Your response should contain each line of the data that includes "reed".

Start of Block

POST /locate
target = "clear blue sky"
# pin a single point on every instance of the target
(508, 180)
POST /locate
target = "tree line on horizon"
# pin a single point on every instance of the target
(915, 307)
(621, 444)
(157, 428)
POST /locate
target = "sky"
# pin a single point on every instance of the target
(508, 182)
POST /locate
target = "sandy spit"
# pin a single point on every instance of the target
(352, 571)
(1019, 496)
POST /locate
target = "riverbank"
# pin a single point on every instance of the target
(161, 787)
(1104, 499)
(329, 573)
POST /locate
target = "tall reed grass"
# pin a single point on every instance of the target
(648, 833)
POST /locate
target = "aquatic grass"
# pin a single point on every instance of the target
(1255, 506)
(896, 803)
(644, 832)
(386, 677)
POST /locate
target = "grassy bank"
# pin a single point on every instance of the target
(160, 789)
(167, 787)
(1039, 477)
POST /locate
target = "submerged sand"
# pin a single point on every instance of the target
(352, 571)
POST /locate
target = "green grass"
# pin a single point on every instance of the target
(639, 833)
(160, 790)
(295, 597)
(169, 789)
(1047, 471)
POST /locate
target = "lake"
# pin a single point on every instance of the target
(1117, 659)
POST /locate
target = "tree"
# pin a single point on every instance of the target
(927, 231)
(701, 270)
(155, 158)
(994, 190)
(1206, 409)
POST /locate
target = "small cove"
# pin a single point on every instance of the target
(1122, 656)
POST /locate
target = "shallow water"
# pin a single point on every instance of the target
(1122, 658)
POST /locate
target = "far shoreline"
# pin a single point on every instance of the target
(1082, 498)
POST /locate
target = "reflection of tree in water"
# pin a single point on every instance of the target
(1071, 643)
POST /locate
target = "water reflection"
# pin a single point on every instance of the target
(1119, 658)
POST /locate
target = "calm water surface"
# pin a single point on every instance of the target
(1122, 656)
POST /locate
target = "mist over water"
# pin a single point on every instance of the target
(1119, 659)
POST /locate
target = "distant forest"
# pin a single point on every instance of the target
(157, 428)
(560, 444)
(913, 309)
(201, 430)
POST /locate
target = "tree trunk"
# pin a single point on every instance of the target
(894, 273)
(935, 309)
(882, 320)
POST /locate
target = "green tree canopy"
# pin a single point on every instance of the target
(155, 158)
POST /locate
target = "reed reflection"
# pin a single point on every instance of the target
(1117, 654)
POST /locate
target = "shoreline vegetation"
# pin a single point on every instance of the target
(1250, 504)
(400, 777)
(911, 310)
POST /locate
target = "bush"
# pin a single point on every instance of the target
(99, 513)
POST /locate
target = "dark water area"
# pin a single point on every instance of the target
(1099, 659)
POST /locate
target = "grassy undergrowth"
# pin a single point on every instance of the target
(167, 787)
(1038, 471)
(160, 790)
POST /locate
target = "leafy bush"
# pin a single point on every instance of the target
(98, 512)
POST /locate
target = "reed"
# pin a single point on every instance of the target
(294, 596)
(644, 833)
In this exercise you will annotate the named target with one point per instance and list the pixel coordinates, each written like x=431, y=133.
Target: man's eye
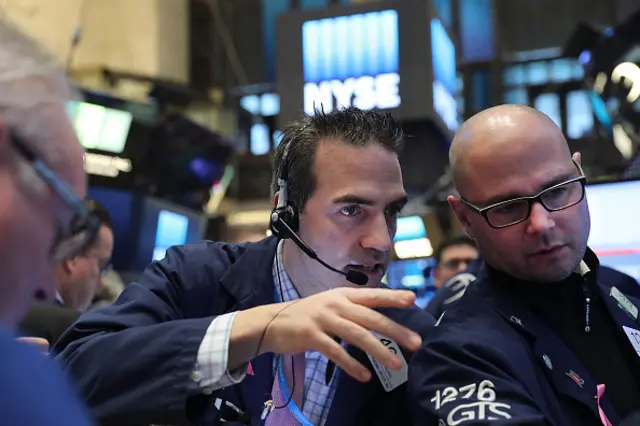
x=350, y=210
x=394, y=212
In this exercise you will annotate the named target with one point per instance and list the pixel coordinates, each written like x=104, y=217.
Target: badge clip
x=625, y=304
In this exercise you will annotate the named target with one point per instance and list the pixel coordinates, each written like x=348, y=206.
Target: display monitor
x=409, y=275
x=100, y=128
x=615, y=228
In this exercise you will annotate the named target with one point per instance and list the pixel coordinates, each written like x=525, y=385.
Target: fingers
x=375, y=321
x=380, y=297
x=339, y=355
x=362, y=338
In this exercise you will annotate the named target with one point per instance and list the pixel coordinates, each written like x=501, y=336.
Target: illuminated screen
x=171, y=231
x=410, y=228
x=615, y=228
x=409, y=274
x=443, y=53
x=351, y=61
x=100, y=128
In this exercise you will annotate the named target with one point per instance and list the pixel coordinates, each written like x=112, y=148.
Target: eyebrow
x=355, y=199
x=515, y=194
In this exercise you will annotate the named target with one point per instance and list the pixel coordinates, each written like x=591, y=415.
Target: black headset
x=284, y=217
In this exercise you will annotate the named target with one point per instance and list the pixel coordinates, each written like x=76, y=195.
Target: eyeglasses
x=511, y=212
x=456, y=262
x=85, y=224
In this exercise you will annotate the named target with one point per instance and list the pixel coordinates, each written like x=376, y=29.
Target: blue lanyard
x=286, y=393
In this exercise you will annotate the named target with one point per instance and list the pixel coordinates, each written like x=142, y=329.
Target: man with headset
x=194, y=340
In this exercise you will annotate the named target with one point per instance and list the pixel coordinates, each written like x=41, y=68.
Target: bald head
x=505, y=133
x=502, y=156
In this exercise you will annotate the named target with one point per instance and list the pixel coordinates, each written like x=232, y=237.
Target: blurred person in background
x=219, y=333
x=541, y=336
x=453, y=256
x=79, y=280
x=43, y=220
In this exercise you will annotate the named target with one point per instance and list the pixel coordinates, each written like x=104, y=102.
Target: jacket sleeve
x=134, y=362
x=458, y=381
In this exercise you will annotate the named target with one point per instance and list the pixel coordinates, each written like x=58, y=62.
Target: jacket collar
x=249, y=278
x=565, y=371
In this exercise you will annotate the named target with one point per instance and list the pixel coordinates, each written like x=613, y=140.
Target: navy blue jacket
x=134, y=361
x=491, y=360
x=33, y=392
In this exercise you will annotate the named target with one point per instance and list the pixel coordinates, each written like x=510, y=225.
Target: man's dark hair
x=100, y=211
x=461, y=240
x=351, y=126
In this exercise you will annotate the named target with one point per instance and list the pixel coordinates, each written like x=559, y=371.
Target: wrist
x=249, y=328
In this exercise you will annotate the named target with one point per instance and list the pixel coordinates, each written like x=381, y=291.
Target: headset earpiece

End of Block

Output for this task →
target = "tall reed grass"
target = "reed reflection"
target = "reed"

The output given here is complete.